Brief: Please copy out verbatim the lines of the items below, starting with the line that contains "Task: set a pin on each instance of the paved" and continuing through the final line of the items.

·····

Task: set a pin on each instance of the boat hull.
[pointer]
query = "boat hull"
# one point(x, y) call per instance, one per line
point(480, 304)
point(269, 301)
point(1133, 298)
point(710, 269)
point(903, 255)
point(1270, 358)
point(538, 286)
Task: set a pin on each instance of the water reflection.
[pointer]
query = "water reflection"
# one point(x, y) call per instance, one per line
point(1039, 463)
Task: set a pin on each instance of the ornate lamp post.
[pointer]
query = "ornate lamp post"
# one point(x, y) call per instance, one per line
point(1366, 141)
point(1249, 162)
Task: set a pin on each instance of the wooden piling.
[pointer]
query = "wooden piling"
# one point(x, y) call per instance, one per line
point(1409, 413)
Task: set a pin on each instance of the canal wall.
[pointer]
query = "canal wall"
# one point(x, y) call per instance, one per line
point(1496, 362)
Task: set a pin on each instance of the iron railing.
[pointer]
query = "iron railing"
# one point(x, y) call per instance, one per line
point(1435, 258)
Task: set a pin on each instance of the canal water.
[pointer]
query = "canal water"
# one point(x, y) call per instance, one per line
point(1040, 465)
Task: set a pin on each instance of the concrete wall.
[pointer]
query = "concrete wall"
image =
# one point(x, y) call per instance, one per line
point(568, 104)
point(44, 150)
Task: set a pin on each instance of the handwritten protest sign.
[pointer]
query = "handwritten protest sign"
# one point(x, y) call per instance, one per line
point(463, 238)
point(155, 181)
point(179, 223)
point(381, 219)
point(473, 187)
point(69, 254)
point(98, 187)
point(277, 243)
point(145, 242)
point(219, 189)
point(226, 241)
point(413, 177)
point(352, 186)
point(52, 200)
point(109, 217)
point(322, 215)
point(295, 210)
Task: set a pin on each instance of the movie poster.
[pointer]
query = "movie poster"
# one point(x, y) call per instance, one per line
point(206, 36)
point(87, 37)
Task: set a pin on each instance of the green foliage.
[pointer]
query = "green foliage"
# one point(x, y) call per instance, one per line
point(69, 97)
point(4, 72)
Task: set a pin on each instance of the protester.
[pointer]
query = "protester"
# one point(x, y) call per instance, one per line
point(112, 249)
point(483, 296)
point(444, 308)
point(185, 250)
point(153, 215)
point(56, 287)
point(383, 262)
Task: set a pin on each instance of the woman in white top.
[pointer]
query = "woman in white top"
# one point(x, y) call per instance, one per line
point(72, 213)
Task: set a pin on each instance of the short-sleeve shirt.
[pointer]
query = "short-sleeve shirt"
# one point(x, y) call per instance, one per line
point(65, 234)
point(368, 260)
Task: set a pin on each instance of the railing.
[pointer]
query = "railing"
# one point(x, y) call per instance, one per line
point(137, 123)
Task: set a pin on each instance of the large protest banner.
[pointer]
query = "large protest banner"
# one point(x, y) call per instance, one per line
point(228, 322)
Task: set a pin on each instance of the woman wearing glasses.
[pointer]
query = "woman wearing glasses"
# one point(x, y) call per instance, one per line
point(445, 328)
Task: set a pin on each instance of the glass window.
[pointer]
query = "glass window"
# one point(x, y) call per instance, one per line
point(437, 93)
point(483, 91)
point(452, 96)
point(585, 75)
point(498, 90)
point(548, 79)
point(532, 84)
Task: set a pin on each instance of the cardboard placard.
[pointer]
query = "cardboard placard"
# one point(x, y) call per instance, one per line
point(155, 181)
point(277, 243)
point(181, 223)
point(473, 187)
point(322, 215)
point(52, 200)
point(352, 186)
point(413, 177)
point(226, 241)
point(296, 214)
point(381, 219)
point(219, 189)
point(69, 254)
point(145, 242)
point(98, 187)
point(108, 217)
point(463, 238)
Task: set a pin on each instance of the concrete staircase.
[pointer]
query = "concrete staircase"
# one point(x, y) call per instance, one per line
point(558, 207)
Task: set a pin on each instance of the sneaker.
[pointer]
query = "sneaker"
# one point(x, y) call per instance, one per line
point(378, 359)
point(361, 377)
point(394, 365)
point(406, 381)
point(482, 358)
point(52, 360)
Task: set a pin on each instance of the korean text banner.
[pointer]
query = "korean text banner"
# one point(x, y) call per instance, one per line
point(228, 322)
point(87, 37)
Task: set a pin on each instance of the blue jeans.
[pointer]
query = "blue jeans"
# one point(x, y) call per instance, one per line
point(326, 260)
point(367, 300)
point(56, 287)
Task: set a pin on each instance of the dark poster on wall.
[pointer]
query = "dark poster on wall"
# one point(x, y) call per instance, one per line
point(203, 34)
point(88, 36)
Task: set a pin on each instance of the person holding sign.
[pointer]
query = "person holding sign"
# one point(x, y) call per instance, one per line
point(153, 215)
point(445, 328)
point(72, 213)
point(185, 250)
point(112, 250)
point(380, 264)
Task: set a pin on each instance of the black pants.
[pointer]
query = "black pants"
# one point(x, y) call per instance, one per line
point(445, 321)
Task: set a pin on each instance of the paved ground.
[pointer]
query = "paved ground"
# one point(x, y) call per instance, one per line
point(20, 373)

·····

Full answer:
Task: set a pin on each instance of the paved ground.
[pointer]
query = "paved ground"
# one point(x, y) call per instance, one per line
point(20, 373)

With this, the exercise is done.